Stored items:

** Begin **

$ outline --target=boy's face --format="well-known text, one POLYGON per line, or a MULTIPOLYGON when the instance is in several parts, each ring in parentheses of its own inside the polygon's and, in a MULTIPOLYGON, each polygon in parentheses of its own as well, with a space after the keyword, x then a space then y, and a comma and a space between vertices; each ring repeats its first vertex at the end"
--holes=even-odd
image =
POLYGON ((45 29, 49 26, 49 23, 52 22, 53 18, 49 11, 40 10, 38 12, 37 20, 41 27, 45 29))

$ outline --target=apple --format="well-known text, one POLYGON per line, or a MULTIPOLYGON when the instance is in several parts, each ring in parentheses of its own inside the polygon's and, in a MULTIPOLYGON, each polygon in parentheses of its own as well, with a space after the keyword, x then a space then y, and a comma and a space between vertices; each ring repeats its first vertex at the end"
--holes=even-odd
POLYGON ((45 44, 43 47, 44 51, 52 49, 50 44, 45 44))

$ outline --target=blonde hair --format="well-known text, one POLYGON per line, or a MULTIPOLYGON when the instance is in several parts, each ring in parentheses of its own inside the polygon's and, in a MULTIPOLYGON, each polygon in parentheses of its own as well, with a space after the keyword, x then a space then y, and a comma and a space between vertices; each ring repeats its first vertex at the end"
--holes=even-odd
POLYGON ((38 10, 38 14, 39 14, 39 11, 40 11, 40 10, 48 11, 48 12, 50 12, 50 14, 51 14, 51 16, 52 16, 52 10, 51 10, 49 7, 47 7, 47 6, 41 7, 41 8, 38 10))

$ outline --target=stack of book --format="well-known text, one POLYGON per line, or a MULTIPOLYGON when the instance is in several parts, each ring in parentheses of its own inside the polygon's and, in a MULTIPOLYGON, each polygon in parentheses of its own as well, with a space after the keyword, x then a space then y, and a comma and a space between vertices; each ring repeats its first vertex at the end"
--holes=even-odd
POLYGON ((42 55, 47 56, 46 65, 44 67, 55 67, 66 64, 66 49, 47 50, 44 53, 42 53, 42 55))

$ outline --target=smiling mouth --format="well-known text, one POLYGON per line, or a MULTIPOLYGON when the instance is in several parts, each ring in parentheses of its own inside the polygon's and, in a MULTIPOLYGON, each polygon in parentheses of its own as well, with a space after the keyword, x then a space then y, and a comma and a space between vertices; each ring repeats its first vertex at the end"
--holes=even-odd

** End **

> [Instruction]:
Rewrite all of the items above, swapping each "outline" for "trace" and leaving everything else as it is.

> [Answer to this problem]:
$ trace --target=boy's face --format="well-known text, one POLYGON per line, or a MULTIPOLYGON when the instance is in several parts, each ring in parentheses of its own inside the polygon's and, in a MULTIPOLYGON, each polygon in parentheses of its own as well, with a space after the keyword, x then a space then y, and a comma and a space between vertices; each ring repeats its first vertex at the end"
--holes=even-odd
image =
POLYGON ((45 29, 49 26, 49 23, 52 22, 53 18, 49 11, 40 10, 38 12, 37 20, 41 27, 45 29))

$ trace --target=apple --format="well-known text, one POLYGON per line, or a MULTIPOLYGON when the instance is in several parts, each ring in parentheses of its own inside the polygon's and, in a MULTIPOLYGON, each polygon in parentheses of its own as well, with a space after the keyword, x then a space then y, and a comma and a space between vertices; each ring repeats its first vertex at the end"
--holes=even-odd
POLYGON ((45 44, 43 47, 44 51, 52 49, 50 44, 45 44))

$ trace --target=blonde hair --format="well-known text, one POLYGON per line, or a MULTIPOLYGON when the instance is in several parts, each ring in parentheses of its own inside the polygon's and, in a MULTIPOLYGON, each polygon in parentheses of its own as well, with a space after the keyword, x then a space then y, and a comma and a space between vertices; each ring repeats its first vertex at the end"
--holes=even-odd
POLYGON ((38 10, 38 14, 39 14, 39 11, 40 11, 40 10, 48 11, 48 12, 50 12, 50 14, 51 14, 51 16, 52 16, 52 10, 51 10, 49 7, 47 7, 47 6, 41 7, 41 8, 38 10))

$ trace --target=stack of book --format="well-known text, one POLYGON per line, or a MULTIPOLYGON when the instance is in several parts, each ring in parentheses of its own inside the polygon's and, in a MULTIPOLYGON, each polygon in parentheses of its own as well, with a space after the keyword, x then a space then y, and a comma and a space between vertices; each ring repeats its first vertex at the end"
--holes=even-odd
POLYGON ((42 55, 47 56, 46 65, 44 67, 55 67, 66 64, 66 49, 47 50, 44 53, 42 53, 42 55))

$ trace --target=smiling mouth --format="well-known text, one POLYGON per line, or a MULTIPOLYGON when the instance is in several parts, each ring in parentheses of its own inside the polygon's and, in a MULTIPOLYGON, each polygon in parentheses of its own as well, with a space after the keyword, x then a space then y, and a comma and a space between vertices; each ring repeats its first vertex at the end"
--holes=even-odd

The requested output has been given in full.